Die Fotografin über sich

Ein Huhn wie du und ich

Immer wieder werde ich gefragt: „Wo nehmen Sie nur diese fotogenen Hühner her?“

Nun, als ich mich dazu entschloß, diese neue Art der Tierfotografie zu entwickeln, fuhr ich zunächst einmal zu einem Bauernhof, der mehrere Legebatterien hatte. Der Landwirt führte mich zu den Stallungen und überließ es mir, meine gewünschten zwei Hühner selbst auszusuchen.

Der Eindruck, als 100.000 Hühnerköpfe in meine Richtung zuckten, während die schwere Eisentür hinter uns ins Schloß fiel, wird mir für alle Zeiten unvergessen bleiben.

Sonnenlicht konnte durch die schmalen Lüftungsklappen niemals gelangen, hier strahlte ewiges Neonlicht. Zu viert standen sie mit ihren Füßen auf Gittergeflecht in einem Käfig von weniger als einem halben Quadratmeter.

Welche zwei Hühner aus dieser unendlich langen Reihe von Käfigen sollte das Glück einer besseren Zukunft treffen? Ich zeigte auf dieses Huhn, dann auf jenes, unfähig, mich angesichts dieser Masse von leidenden Kreaturen zu entscheiden.

Ungeduldig über meine Entschlußlosigkeit griff der Bauer unwirsch nach vier Hühnerbeinen und hielt mir die dazugehörigen Tiere mit dem Kopf nach unten hängend vor die Nase.

Unglücklich, nur zwei von so vielen Hühnern retten zu können, ergriff ich sie, woraufhin wir vom Stallbesitzer höflich aber bestimmt ins Freie gedrängt wurden. Es war offensichtlich: hier wurden Hühner wie Ware gelagert, ohne die geringste Achtung vor ihrem Leben oder ihren Bedürfnissen.

 

Hatte ich anfänglich gedacht, daß meine beiden Hühner über ihre neue Freiheit hocherfreut sein würden, so hatte ich mich geirrt. Auf dem Rasen freigelassen, blieben sie wie in Trance angewurzelt stehen und zuckten erschreckt zusammen, sobald ein Windhauch durch die Blätter des nahestehenden Baumes fuhr.

Auch die appetitlichsten " Hühner-Leckereien", die ich ihnen vorsetzte, lösten bei ihnen nicht die geringste Freßlust aus.

Zu ihrem Schutz baute ich ihnen eine Art Gehege, doch auch hierin schienen sie sich weder sicher noch wohler zu fühlen. Ich setzte sie hierhin, dann dorthin, aber immer blieben sie teilnahmslos stehen.

Nachdem meine Bemühungen und mein Zureden nichts halfen, war ich schließlich davon überzeugt, daß sie die erste Woche in Freiheit nicht überstehen würden. Doch dann hatte ich den rettenden Einfall: Ich besorgte ihnen einen an Freiheit gewöhnten Hahn. Im Handumdrehen brachte er ihnen bei, wie man frißt und sich bewegt, kurzum was ein wirkliches Hühnerleben ausmacht. Ich konnte deutlich sehen, wie sich ihre Lebensfreude von Tag zu Tag mehrte.
____________________
__Aufgaben__.
[1] Welchen rettenden Einfall hatte die Fotografin laut dem Bericht über die Hühner?
[2] Führen Sie den Bericht über die Hühner im Anschluss an seinen letzten Satz weiter.
Die Daten werden für die Bearbeitung nicht benötigt.

__Gespeicherte Daten__.
____________________
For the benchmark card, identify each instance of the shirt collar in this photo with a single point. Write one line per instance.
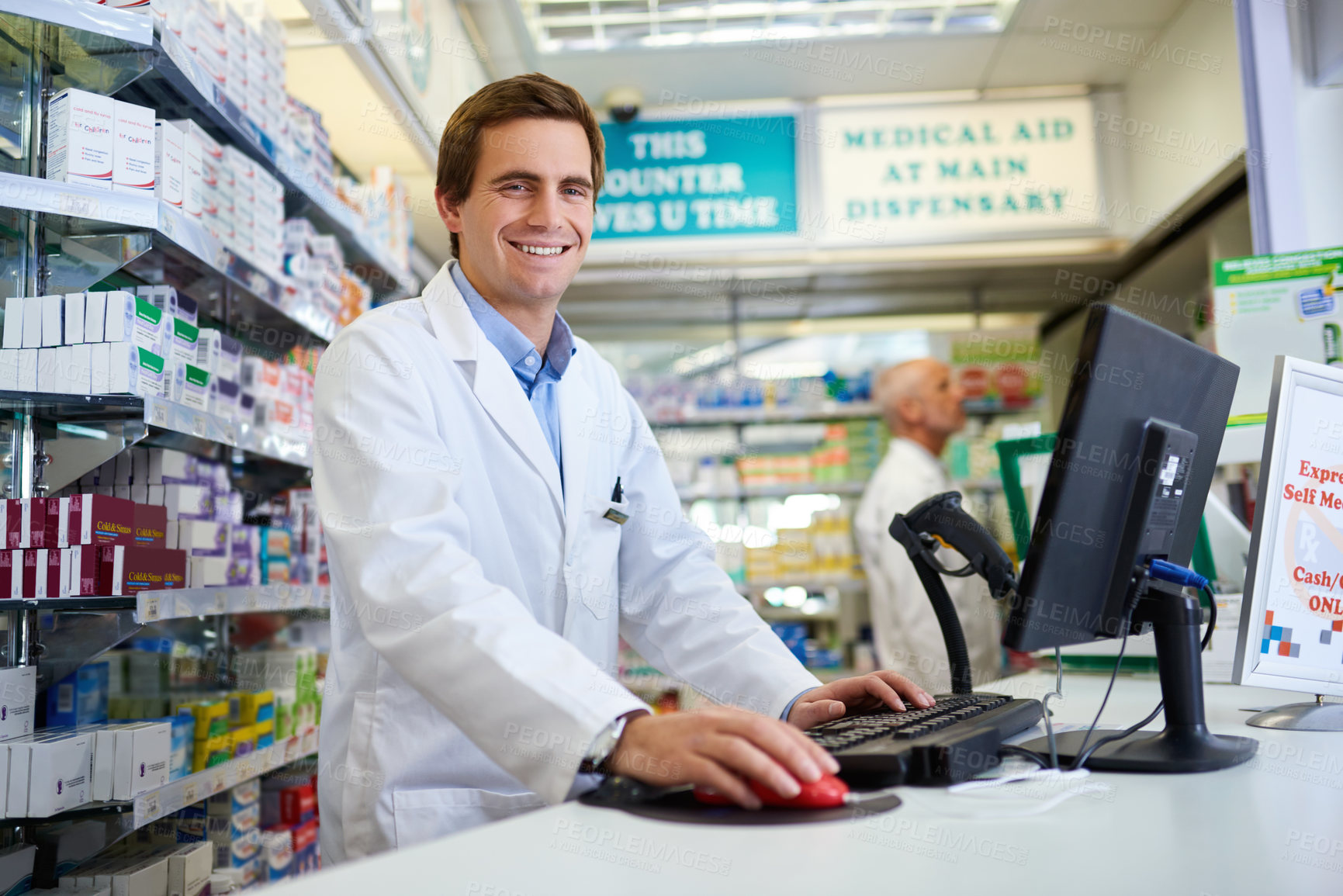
(508, 339)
____________________
__Lösungen__.
[1] Sie besorgte den beiden Hühnern einen an Freiheit gewöhnten Hahn.

[2]
Einmal wurde ich Zeuge eines Geschehens, das mich tief berührte. Im Gehege befand sich eine Kiste mit einer offenstehenden, beweglichen Tür.

Ein Huhn wagte sich zum ersten Mal auf diese Kiste und sprang hinunter. Diesen Sprung wiederholte es unermüdlich. Zunächst noch überaus vorsichtig und mit mehrmaligen Ansatz, balancierte es schon bald mit seinen Flügeln schwankend auf der Oberkante der wackelnden Tür.

Erneut sprang es hinunter, wieder hinauf, erprobte neue Varianten, landete schließlich wieder auf dem Boden und schoß am Ende wie ein Pfeil, flügelschlagend und vor Begeisterung gackernd, noch eine Weile durchs Gehege.

Dass auch ein kleines Geschöpf wie dieses Huhn tiefe Lebenslust empfindet und Freude daran hat, sich bewegen zu können, kann wohl kaum deutlicher als in dieser Szene werden.

Übrigens nennen wir sie "die Lady", und sie herrscht heute als Oberhaupt nebst Gockel Rudi über eine 13köpfige Hühnerschar.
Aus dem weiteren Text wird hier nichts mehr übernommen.